● **Bloc de texte**:
++++++++++
Dans son discours, M.Bush a aussi déclaré qu’Israël devait être reconnu comme «la patrie des Juifs». Il s’agit là d’une question éminemment conflictuelle entre Israéliens et Palestiniens. Ceci est nouveau, pour la première fois un Etat s’assume comme étant théocratique, ce qui augure des mauvais jours pour les Arabes israéliens musulmans et chrétiens. Au même moment, des territoires palestiniens en passant par le Liban et l’Iran, sans oublier les colons israéliens, les opposants à la conférence de paix d’Annapolis se sont fait entendre mardi au Proche-Orient. De violentes manifestations ont éclaté, à Ghaza, en Cisjordanie et à Hébron. Même dans le camp américain, il n’y a pas d’unanimité: Mme Bumiller, auteur du livre Condoleezza Rice: An Americain Life (Condoleezza Rice: une vie américaine), écrit: Annapolis traduit le passage de Mme Rice du statut de participant passif à celui de diplomate actif. Mme Rice est prête à rompre avec M.Cheney et d’autres conservateurs, sceptiques quant au rôle des Etats-Unis au Proche-Orient.
++++++++++
● **Entrées**:

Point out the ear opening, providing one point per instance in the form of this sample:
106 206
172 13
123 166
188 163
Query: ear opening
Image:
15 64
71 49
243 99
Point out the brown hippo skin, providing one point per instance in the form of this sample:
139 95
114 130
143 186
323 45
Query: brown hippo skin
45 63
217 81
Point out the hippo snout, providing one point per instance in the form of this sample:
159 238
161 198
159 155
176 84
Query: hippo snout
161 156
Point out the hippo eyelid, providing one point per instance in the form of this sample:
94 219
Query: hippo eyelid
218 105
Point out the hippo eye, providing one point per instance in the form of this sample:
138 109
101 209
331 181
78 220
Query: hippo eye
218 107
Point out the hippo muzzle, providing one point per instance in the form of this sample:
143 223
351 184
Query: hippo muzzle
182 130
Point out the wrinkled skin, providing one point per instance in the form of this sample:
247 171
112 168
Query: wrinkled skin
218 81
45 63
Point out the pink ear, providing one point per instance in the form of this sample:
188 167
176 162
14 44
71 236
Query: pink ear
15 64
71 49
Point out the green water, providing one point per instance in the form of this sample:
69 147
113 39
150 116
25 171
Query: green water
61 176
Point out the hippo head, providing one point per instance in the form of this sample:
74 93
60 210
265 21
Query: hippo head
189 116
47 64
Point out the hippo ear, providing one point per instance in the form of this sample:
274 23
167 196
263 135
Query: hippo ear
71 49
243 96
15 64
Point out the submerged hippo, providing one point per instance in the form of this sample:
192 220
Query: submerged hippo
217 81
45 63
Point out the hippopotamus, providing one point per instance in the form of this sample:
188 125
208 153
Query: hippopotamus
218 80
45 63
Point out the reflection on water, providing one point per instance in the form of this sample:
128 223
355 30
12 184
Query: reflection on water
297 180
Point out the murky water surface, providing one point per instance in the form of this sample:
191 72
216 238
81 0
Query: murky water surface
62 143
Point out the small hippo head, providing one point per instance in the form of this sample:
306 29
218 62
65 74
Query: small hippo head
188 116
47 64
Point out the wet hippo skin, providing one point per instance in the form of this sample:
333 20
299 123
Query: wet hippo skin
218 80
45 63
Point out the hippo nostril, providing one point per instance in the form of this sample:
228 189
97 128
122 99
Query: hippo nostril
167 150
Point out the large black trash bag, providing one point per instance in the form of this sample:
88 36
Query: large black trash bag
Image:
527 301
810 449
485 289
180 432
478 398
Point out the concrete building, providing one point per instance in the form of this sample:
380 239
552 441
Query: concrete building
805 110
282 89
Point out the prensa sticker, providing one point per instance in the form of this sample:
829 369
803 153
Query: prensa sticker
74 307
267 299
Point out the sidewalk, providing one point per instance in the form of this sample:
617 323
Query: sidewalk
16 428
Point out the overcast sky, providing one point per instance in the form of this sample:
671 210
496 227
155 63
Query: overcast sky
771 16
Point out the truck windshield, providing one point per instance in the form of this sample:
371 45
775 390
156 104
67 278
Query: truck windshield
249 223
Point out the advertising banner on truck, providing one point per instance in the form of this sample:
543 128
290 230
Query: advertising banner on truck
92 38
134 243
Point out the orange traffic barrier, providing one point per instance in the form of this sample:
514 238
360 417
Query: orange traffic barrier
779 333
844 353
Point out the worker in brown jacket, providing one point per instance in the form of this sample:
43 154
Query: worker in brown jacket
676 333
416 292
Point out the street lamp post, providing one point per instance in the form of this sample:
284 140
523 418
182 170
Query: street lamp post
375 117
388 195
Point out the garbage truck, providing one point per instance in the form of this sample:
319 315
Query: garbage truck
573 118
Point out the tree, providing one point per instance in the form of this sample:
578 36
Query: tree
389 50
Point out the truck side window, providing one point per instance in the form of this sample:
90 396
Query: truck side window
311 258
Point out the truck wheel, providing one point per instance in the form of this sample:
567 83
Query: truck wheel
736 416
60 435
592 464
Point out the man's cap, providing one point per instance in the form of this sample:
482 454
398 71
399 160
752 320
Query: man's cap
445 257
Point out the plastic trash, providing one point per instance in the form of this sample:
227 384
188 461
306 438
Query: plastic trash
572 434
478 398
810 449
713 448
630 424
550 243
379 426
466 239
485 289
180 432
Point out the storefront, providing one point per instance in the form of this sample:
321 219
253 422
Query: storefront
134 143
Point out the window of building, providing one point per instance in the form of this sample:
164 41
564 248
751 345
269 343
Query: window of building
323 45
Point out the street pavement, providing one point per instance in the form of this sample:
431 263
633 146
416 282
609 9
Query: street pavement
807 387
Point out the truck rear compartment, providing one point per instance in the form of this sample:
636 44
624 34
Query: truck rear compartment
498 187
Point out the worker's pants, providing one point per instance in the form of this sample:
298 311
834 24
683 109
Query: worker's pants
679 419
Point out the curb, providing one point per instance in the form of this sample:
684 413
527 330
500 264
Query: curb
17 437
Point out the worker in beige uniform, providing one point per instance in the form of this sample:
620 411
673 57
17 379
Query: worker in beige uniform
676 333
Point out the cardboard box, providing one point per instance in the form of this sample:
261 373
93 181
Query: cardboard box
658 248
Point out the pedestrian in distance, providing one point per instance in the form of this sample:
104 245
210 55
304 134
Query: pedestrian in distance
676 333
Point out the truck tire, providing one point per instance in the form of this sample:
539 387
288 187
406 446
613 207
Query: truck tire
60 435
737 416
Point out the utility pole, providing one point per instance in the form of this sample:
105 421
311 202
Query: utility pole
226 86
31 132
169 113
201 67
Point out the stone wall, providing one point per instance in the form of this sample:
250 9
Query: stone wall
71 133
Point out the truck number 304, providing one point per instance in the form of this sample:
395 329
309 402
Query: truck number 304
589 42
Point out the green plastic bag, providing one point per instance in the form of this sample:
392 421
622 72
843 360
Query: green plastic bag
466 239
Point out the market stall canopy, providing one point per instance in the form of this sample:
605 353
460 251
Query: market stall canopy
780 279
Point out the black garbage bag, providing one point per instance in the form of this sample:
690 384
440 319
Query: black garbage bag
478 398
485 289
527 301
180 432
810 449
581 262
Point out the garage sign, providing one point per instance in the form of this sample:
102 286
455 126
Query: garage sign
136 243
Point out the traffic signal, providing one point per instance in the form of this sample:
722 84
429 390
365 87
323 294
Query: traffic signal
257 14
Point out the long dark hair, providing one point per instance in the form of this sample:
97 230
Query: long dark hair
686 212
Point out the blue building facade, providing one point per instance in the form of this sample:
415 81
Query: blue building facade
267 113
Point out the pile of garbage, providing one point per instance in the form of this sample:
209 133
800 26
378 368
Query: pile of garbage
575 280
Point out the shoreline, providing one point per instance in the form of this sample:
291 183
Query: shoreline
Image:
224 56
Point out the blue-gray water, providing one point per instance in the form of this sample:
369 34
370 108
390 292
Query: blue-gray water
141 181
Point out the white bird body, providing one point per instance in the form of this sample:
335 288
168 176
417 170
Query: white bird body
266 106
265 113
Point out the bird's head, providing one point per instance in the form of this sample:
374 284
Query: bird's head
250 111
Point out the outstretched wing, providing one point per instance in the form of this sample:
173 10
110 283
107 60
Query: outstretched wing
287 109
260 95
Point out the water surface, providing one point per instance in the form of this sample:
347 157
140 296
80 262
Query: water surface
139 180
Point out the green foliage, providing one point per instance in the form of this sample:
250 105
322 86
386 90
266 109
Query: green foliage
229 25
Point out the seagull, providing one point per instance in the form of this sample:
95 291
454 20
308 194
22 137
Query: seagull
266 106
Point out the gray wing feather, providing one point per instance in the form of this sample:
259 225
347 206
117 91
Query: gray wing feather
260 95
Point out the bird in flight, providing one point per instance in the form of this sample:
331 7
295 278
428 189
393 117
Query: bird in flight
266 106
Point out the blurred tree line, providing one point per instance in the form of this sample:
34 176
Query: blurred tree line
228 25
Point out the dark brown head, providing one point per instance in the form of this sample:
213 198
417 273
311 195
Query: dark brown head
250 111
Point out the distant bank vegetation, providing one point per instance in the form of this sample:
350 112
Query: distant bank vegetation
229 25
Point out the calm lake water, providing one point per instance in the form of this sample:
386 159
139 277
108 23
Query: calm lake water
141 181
++++++++++
● **Travail demandé**: D'après le bloc de texte, dans quels lieux de violentes manifestations ont-elles éclaté ? Fondez-vous uniquement sur le bloc de texte.

● **Résultat obtenu**: À Ghaza, en Cisjordanie et à Hébron.